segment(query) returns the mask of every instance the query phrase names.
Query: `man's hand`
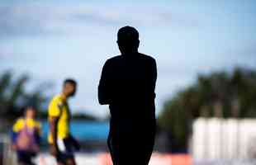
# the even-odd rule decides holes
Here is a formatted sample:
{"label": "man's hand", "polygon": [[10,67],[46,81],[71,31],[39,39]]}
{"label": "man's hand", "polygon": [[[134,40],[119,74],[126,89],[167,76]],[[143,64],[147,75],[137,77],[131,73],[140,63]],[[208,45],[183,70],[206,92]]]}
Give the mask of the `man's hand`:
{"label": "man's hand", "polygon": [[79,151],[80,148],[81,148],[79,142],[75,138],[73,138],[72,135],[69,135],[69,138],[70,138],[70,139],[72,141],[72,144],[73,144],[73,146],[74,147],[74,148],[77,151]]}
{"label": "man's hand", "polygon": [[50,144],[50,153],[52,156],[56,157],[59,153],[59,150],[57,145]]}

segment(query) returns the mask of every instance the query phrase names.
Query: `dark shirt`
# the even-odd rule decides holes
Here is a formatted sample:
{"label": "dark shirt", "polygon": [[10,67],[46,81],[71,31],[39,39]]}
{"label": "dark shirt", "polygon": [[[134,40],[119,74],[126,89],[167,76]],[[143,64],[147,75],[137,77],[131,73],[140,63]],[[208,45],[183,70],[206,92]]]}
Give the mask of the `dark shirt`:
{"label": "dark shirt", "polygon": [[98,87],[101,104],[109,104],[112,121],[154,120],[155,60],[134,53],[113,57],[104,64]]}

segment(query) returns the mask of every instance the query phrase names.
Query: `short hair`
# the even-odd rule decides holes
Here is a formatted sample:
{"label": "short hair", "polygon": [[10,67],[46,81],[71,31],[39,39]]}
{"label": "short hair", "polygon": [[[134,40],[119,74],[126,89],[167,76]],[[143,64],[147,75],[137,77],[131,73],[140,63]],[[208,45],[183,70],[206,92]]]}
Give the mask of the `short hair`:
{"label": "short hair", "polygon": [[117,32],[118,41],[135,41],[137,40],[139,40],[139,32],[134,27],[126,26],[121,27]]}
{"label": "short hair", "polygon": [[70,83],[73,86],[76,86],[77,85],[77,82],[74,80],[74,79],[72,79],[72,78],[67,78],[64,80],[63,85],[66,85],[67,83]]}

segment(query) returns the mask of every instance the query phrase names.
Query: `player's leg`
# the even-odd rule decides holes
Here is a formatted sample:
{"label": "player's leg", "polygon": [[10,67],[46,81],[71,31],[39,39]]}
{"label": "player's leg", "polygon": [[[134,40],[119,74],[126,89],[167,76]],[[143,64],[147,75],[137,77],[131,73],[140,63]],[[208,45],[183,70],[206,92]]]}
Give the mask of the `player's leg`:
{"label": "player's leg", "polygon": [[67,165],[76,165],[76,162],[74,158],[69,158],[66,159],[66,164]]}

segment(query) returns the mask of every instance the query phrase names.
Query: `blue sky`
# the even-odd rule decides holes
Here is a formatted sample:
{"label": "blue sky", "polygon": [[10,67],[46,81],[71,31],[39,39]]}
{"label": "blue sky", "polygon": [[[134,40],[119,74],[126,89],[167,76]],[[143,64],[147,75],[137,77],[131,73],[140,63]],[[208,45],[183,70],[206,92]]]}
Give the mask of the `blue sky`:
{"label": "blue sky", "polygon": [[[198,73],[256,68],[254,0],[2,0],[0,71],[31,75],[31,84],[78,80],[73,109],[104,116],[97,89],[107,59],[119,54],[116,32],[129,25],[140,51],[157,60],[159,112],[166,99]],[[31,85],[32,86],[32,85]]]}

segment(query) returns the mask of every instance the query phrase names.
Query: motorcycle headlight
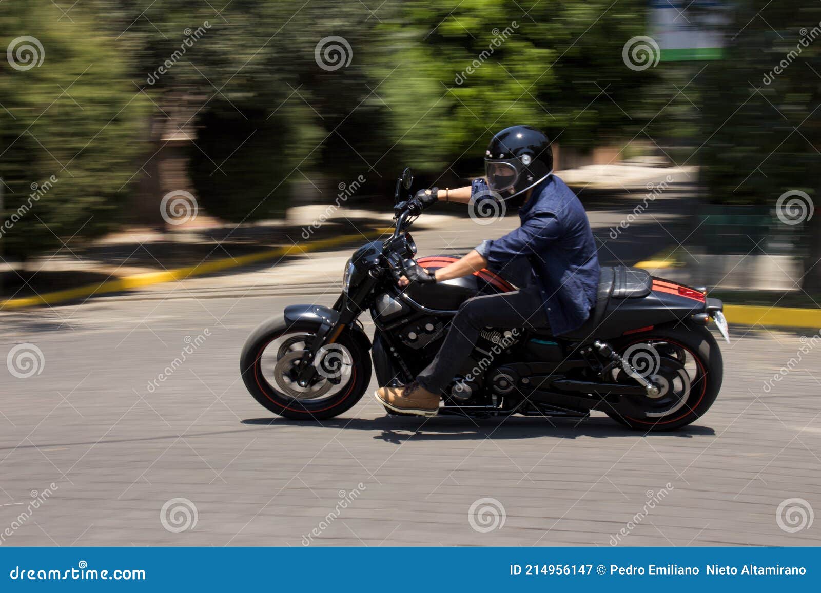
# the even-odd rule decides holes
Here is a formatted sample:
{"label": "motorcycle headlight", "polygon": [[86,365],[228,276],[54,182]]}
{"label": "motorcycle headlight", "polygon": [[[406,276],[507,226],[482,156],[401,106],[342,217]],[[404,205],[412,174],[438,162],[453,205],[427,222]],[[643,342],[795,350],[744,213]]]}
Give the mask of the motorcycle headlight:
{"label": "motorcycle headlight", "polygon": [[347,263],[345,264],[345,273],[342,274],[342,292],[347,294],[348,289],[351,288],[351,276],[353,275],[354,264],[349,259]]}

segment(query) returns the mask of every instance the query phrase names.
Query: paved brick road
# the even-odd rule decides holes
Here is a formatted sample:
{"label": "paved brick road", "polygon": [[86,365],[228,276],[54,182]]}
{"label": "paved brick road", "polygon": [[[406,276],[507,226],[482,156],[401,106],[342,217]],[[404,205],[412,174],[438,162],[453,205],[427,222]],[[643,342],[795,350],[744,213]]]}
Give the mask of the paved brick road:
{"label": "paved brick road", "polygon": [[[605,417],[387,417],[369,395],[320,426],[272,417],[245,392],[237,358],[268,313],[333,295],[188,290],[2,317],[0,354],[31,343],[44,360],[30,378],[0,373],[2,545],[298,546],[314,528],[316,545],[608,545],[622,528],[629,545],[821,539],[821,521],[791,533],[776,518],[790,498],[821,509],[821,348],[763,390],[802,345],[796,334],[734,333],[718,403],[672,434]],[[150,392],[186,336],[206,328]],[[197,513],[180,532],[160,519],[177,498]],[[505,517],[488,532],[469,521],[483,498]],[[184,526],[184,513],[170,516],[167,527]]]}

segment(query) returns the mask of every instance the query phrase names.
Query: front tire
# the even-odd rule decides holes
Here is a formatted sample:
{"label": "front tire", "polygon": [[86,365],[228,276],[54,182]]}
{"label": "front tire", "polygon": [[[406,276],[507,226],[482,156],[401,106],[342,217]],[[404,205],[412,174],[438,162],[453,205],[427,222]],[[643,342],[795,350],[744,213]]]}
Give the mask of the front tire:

TASK TO CARRY OUT
Repeat everything in the records precisely. Images are excluded from the copy.

THE RESULT
segment(query) returns the mask of every instance the query phrase names.
Query: `man's hand`
# the even-odd rule decides holes
Here is a formatted sample:
{"label": "man's hand", "polygon": [[10,67],[46,81],[71,31],[39,39]]}
{"label": "man's hand", "polygon": [[[134,40],[119,74],[126,89],[167,76]],[[143,64],[147,75],[137,77],[131,73],[140,63]],[[208,45],[183,70],[206,92]]]}
Give the mask of the `man's hand`:
{"label": "man's hand", "polygon": [[79,151],[80,148],[81,148],[79,142],[75,138],[73,138],[72,135],[69,135],[69,138],[70,138],[70,139],[72,141],[72,144],[73,144],[73,146],[74,147],[74,148],[77,151]]}
{"label": "man's hand", "polygon": [[50,144],[50,153],[52,156],[56,157],[59,153],[59,150],[57,145]]}

segment(query) returns the mask of every instance the query phrase names.
Query: `dark shirt`
# the even-odd rule decides holes
Here is a formatted sample:
{"label": "dark shirt", "polygon": [[10,67],[46,81],[71,31],[39,39]]}
{"label": "dark shirt", "polygon": [[[134,40],[119,74],[126,89],[167,76]],[[143,64],[147,75],[137,77],[131,73],[140,63]],[[208,45],[183,70],[206,92]]]}
Give the mask of the `dark shirt`:
{"label": "dark shirt", "polygon": [[98,87],[101,104],[109,104],[112,121],[154,120],[155,60],[134,53],[113,57],[104,64]]}

segment(query) returns the mask of every instance the query phrase names.
Query: `short hair`
# the even-odd rule decides holes
Here is a formatted sample:
{"label": "short hair", "polygon": [[10,67],[46,81],[71,31],[39,39]]}
{"label": "short hair", "polygon": [[[134,40],[119,74],[126,89],[167,76]],[[143,64],[147,75],[137,77],[131,73],[140,63]],[[208,45],[183,70],[206,92]]]}
Give the mask of the `short hair`:
{"label": "short hair", "polygon": [[117,32],[118,41],[135,41],[137,40],[139,40],[139,32],[134,27],[126,26],[121,27]]}
{"label": "short hair", "polygon": [[70,83],[73,86],[76,86],[77,85],[77,82],[74,80],[74,79],[72,79],[72,78],[67,78],[64,80],[63,85],[66,85],[67,83]]}

segment(query) returns the mask of every instance the query phrase names.
Query: `player's leg`
# the even-odd rule decides holes
Here is a formatted sample:
{"label": "player's leg", "polygon": [[10,67],[46,81],[71,31],[39,39]]}
{"label": "player's leg", "polygon": [[[134,40],[119,74],[126,89],[167,76]],[[143,64],[147,75],[137,77],[131,73],[140,63]],[[208,45],[183,70],[206,92]]]}
Give the mask of the `player's leg`:
{"label": "player's leg", "polygon": [[67,165],[76,165],[76,162],[74,158],[69,158],[66,159],[66,164]]}

segment(query) returns the mask of every instance the query phrase names.
Query: `blue sky`
# the even-odd rule decides holes
Here is a formatted sample:
{"label": "blue sky", "polygon": [[10,67],[46,81],[71,31],[39,39]]}
{"label": "blue sky", "polygon": [[[134,40],[119,74],[126,89],[167,76]],[[143,64],[147,75],[137,77],[131,73],[140,63]],[[208,45],[183,70],[206,92]]]}
Give the mask of the `blue sky`:
{"label": "blue sky", "polygon": [[[198,73],[256,68],[254,0],[2,0],[0,71],[31,75],[31,84],[78,80],[73,109],[104,116],[97,89],[107,59],[119,54],[116,32],[129,25],[140,51],[157,60],[159,112],[166,99]],[[31,85],[32,86],[32,85]]]}

segment(query) returns the mask of every instance the query phrase names.
Query: motorcycle headlight
# the even-odd rule decides holes
Here is a formatted sample:
{"label": "motorcycle headlight", "polygon": [[86,365],[228,276],[54,182]]}
{"label": "motorcycle headlight", "polygon": [[[406,276],[507,226],[482,156],[401,106],[342,217]],[[404,205],[412,174],[438,162],[453,205],[427,222]],[[643,342],[795,350],[744,213]]]}
Give the mask of the motorcycle headlight:
{"label": "motorcycle headlight", "polygon": [[347,263],[345,264],[345,273],[342,274],[342,292],[347,294],[348,289],[351,288],[351,276],[353,275],[354,264],[349,259]]}

segment(query) returns the mask of every instance the query phrase names.
Query: paved brick road
# the even-odd rule decides holes
Here is a formatted sample:
{"label": "paved brick road", "polygon": [[86,365],[228,276],[54,182]]}
{"label": "paved brick road", "polygon": [[[406,276],[507,226],[482,156],[401,106],[342,217]],[[404,205],[412,174],[438,162],[453,205],[427,222]],[[643,342],[795,350],[744,213]]]}
Give the mask of the paved brick road:
{"label": "paved brick road", "polygon": [[[605,417],[387,417],[369,395],[320,426],[272,417],[245,392],[237,358],[268,313],[333,295],[188,290],[2,317],[0,354],[31,343],[44,360],[30,378],[0,373],[2,545],[298,546],[314,528],[316,545],[608,545],[622,528],[629,545],[821,539],[821,521],[791,533],[776,518],[790,498],[821,509],[821,348],[763,390],[802,345],[796,334],[734,333],[718,403],[672,434]],[[150,392],[186,336],[206,328]],[[197,513],[180,532],[160,519],[177,498]],[[505,517],[488,532],[469,521],[483,498]],[[184,526],[184,513],[170,516],[167,527]]]}

segment(query) returns the mask of every instance the query phrase names.
Query: front tire
# the even-odd rule decides holes
Here is a formatted sample:
{"label": "front tire", "polygon": [[86,365],[228,276],[54,182]]}
{"label": "front tire", "polygon": [[[406,276],[507,226],[482,156],[401,106],[342,217]],[[404,205],[412,174],[438,162],[453,205],[427,222]],[[643,342],[795,350],[744,213]]]}
Give the mask of the front tire:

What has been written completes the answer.